» **Provided passage**:
— BEGIN —

# l4/5? mantid not feeding!



## rebirthflame (Oct 9, 2006)

hi i bought 2 bed winged mantis nymphs from ebay last week (i recieved them on the 5th or 6th) one of them is in a small plastic cup with mesh netting over the top and the other i put inside my 30cmx30cmx45cm glass terrarium i bought some brown crickets from my local pet store and they havent been eating them i am worried that they might be too big for them.

when the cricket comes close they pull their 'claws' in and sway 'in the wind' then strike but they never catch them they just seem to be punching them away. it looks like they are scared of them sometimes aswell running away as soon as one approaches. i was also wodering if the cage could be too large for them to find their prey... the crikets range between 2 or 3 mm up to about maybe 1cm for the very large this is the smallest i can get locally.

one of the mantis shed as soon as it arrived and the other a few days later maybe this has something to do with it? i have ordered some curly wing flies and some fruit fly culture from the internet but im not sure when they will arrive, will this be suitable size for them? i am getting quite worried about them...

— END —

» **Collected material**:
— BEGIN —

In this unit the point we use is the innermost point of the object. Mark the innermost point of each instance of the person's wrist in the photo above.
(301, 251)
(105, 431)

— END —

» **To-do list**:
a) Please copy the part of the mantid feeding post starting with "## rebirthflame (Oct" and going on through "can get locally.".
b) According to the mantid feeding post, what did the poster order from the internet for the nymphs?
Work only from the mantid feeding post.

» **Responses to the tasks**:
a)
## rebirthflame (Oct 9, 2006)

hi i bought 2 bed winged mantis nymphs from ebay last week (i recieved them on the 5th or 6th) one of them is in a small plastic cup with mesh netting over the top and the other i put inside my 30cmx30cmx45cm glass terrarium i bought some brown crickets from my local pet store and they havent been eating them i am worried that they might be too big for them.

when the cricket comes close they pull their 'claws' in and sway 'in the wind' then strike but they never catch them they just seem to be punching them away. it looks like they are scared of them sometimes aswell running away as soon as one approaches. i was also wodering if the cage could be too large for them to find their prey... the crikets range between 2 or 3 mm up to about maybe 1cm for the very large this is the smallest i can get locally.

b) Curly wing flies and some fruit fly culture.